═══ EXERCISE INPUTS ═══

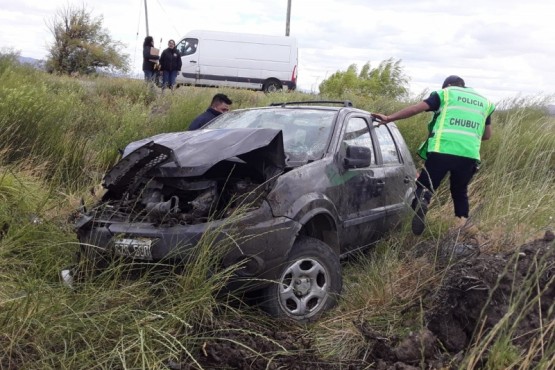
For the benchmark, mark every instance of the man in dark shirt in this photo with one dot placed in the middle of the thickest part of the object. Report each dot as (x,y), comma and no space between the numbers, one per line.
(220,104)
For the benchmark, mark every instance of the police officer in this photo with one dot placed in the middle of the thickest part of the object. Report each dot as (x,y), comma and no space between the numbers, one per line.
(461,120)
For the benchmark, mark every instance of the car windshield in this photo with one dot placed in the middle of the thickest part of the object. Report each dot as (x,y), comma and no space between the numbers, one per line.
(306,132)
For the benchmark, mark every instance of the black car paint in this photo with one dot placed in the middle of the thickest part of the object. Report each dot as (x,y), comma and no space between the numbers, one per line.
(348,208)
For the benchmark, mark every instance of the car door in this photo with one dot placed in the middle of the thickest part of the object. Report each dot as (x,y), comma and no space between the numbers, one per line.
(399,179)
(359,192)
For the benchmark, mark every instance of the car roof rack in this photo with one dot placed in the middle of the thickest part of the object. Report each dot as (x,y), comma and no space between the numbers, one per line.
(345,103)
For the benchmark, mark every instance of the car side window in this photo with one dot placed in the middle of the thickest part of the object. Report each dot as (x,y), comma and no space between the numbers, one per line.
(187,46)
(357,134)
(388,148)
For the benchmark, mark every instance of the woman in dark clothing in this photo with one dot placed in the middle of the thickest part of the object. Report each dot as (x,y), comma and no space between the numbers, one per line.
(170,64)
(149,67)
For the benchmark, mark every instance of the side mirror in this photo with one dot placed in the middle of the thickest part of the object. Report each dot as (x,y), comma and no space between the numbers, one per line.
(358,156)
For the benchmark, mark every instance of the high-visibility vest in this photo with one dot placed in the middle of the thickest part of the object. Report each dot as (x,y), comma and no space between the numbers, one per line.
(458,126)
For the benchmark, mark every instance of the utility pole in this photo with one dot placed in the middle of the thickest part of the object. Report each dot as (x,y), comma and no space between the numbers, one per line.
(146,19)
(288,17)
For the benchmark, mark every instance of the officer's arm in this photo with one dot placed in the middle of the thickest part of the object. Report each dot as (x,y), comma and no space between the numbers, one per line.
(487,133)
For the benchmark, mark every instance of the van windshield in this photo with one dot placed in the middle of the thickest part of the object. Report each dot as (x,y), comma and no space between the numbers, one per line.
(306,132)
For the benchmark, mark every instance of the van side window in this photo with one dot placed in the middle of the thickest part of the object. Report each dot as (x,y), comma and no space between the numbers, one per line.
(187,46)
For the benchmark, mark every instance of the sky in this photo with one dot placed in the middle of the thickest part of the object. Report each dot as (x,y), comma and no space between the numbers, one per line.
(503,49)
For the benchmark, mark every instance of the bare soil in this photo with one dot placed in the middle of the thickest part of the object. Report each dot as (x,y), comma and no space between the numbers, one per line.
(476,292)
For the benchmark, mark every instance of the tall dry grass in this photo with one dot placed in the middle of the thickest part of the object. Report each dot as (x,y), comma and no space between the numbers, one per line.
(57,137)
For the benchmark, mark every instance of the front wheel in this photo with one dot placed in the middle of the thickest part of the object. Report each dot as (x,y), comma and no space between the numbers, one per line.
(309,282)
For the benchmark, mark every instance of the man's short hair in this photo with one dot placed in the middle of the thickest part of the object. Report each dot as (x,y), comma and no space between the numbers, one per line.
(221,98)
(453,80)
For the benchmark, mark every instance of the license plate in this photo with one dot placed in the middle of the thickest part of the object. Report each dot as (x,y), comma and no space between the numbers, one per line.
(134,248)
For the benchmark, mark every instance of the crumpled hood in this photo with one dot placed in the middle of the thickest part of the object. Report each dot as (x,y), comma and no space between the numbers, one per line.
(192,153)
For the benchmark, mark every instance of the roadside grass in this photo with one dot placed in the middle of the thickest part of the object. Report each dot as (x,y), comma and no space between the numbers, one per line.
(58,135)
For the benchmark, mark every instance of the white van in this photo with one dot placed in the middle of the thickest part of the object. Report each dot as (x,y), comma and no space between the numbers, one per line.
(258,62)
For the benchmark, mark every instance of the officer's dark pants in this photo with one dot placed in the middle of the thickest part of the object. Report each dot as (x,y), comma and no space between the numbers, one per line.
(461,170)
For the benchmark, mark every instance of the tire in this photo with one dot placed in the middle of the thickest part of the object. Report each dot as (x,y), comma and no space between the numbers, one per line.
(308,283)
(271,85)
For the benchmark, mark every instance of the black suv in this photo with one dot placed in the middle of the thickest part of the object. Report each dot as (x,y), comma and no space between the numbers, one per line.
(319,181)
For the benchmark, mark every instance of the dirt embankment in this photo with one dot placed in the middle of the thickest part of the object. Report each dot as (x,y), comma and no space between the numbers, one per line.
(477,293)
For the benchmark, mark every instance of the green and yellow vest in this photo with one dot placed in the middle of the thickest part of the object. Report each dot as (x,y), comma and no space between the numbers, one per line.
(458,126)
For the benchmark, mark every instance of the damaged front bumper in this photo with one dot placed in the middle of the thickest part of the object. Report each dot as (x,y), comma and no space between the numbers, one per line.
(250,241)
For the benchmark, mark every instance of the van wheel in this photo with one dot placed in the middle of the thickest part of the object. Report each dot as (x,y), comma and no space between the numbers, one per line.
(272,85)
(308,283)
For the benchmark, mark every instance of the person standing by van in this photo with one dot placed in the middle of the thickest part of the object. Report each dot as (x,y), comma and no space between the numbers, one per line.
(170,64)
(220,104)
(149,60)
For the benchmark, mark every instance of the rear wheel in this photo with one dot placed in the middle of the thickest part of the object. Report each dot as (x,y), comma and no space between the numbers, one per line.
(308,284)
(272,85)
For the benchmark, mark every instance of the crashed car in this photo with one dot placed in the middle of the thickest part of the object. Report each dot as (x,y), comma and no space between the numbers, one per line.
(321,180)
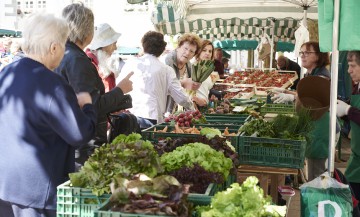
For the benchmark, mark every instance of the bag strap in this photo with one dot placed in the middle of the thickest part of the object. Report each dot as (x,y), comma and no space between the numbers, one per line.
(109,120)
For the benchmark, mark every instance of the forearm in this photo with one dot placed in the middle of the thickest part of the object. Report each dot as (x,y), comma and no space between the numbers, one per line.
(354,115)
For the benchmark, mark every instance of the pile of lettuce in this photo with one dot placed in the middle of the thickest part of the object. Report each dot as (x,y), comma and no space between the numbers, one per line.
(124,157)
(197,164)
(162,195)
(245,200)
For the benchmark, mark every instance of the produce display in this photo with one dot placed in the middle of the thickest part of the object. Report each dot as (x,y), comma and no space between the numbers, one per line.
(216,142)
(242,200)
(186,119)
(295,127)
(210,166)
(161,195)
(125,156)
(191,130)
(254,81)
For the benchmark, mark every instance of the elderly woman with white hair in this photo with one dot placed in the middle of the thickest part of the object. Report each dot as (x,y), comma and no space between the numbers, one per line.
(42,121)
(82,75)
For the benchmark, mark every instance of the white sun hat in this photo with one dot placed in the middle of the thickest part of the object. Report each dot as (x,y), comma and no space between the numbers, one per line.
(104,35)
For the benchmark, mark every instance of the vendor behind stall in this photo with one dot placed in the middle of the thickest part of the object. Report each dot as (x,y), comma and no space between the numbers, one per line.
(317,149)
(286,64)
(352,112)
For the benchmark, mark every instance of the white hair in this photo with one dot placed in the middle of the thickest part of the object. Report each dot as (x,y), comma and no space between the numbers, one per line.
(40,31)
(108,63)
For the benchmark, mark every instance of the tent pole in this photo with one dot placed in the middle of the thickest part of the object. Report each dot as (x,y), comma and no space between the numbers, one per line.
(304,22)
(334,83)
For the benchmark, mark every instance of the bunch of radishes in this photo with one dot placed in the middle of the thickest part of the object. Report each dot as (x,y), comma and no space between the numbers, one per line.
(186,119)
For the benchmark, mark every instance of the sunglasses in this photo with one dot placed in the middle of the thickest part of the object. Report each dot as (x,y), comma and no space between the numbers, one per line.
(306,53)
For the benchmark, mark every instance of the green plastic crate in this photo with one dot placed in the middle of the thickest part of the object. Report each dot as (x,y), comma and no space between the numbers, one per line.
(228,119)
(77,202)
(277,109)
(196,199)
(271,152)
(150,134)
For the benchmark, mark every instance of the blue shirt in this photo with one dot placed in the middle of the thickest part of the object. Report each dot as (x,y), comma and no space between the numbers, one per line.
(40,125)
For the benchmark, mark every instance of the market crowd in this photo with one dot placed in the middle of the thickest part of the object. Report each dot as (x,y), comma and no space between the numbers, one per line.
(58,87)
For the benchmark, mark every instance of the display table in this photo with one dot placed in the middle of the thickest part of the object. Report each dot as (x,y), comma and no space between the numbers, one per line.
(276,176)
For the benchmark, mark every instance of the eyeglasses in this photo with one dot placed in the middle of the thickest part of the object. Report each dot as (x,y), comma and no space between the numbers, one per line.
(187,49)
(306,53)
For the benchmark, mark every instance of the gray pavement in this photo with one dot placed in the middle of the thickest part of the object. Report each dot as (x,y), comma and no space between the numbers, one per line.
(295,207)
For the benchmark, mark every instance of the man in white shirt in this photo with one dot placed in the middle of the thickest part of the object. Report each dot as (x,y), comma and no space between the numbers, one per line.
(153,81)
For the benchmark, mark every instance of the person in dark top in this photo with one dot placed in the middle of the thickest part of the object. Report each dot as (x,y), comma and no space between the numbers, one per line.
(42,121)
(317,150)
(286,64)
(82,75)
(219,66)
(352,113)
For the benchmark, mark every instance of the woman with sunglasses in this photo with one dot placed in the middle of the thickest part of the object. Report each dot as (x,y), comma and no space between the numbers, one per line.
(317,148)
(313,61)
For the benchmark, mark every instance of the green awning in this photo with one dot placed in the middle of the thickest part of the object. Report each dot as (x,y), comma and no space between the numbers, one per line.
(229,45)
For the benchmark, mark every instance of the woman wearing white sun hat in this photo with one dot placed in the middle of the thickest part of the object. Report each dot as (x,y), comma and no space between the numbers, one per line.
(100,52)
(83,76)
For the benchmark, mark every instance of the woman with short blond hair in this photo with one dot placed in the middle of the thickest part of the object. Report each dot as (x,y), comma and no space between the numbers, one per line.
(42,121)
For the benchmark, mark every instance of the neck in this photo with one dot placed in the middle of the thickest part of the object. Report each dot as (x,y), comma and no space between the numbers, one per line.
(310,70)
(41,60)
(180,65)
(80,45)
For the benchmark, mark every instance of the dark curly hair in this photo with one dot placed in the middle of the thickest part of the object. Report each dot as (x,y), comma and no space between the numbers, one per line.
(323,58)
(205,43)
(153,43)
(354,54)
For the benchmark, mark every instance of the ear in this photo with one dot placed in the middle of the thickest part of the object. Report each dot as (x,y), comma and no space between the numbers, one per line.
(53,48)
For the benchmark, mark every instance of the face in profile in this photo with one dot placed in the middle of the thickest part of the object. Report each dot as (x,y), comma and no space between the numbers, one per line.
(206,53)
(354,70)
(309,57)
(185,52)
(281,63)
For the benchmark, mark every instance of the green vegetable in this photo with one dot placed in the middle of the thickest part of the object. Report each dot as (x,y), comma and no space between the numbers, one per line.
(124,157)
(197,153)
(210,132)
(202,70)
(245,200)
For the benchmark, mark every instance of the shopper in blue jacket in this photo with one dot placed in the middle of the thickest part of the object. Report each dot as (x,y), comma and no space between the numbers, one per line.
(42,121)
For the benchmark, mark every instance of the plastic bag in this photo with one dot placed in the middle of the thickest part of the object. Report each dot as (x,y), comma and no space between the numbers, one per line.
(324,196)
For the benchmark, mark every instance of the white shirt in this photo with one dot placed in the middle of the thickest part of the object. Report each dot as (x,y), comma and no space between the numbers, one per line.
(152,82)
(203,91)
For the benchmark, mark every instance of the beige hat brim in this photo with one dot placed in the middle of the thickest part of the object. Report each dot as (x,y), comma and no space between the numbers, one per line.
(98,44)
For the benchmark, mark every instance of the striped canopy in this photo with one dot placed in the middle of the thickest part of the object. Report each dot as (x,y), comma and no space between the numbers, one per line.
(211,19)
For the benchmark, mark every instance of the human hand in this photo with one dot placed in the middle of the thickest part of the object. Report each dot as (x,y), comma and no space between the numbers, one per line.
(342,108)
(199,101)
(277,90)
(189,84)
(283,98)
(126,84)
(83,98)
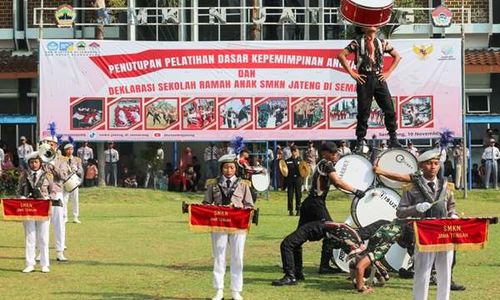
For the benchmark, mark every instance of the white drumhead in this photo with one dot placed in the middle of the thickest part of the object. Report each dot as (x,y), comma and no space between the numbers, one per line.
(398,161)
(356,170)
(378,204)
(260,182)
(373,4)
(396,258)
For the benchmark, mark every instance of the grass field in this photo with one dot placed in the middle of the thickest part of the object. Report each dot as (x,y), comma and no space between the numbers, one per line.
(135,244)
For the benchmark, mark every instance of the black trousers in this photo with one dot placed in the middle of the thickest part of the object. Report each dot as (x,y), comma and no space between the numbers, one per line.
(314,209)
(291,247)
(294,187)
(373,87)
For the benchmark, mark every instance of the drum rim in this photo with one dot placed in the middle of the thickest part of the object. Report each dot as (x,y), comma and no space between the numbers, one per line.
(355,202)
(368,7)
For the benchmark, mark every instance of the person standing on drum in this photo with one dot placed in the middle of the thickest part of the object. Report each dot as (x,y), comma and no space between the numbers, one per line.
(314,206)
(293,181)
(371,79)
(229,190)
(75,166)
(34,182)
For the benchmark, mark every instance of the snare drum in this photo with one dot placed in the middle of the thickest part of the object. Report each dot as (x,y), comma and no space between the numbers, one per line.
(367,12)
(397,258)
(398,161)
(356,170)
(71,183)
(378,204)
(260,182)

═══

Please repeat the entries from the line containing "For the benchmark, mark every instance of the drum" through the end of the entries, switching "benchmark" to "evaluation" and leaving everything else as it is.

For the evaluation, mark every instance of the drum rim in this photo with one dot placed in the middle of the thickest part of the object. Report each dot as (x,y), comma and no space between the numbers, one per line.
(355,202)
(368,7)
For the evaluation, mark every instance of the person standing on drum in this photo with one dot placed in the middle of the thickest part of the object. Report each dot as (x,y), comma and no space between the numbers, one per line.
(314,206)
(293,181)
(371,79)
(229,190)
(75,166)
(34,182)
For the evaluation, mark every instance of the snare drum in this photo with one dot placed in the middle of the thickest part of the object. Report each dot as (x,y), comma and no space between the numbers, one per line.
(367,12)
(397,258)
(398,161)
(356,170)
(71,183)
(378,204)
(260,182)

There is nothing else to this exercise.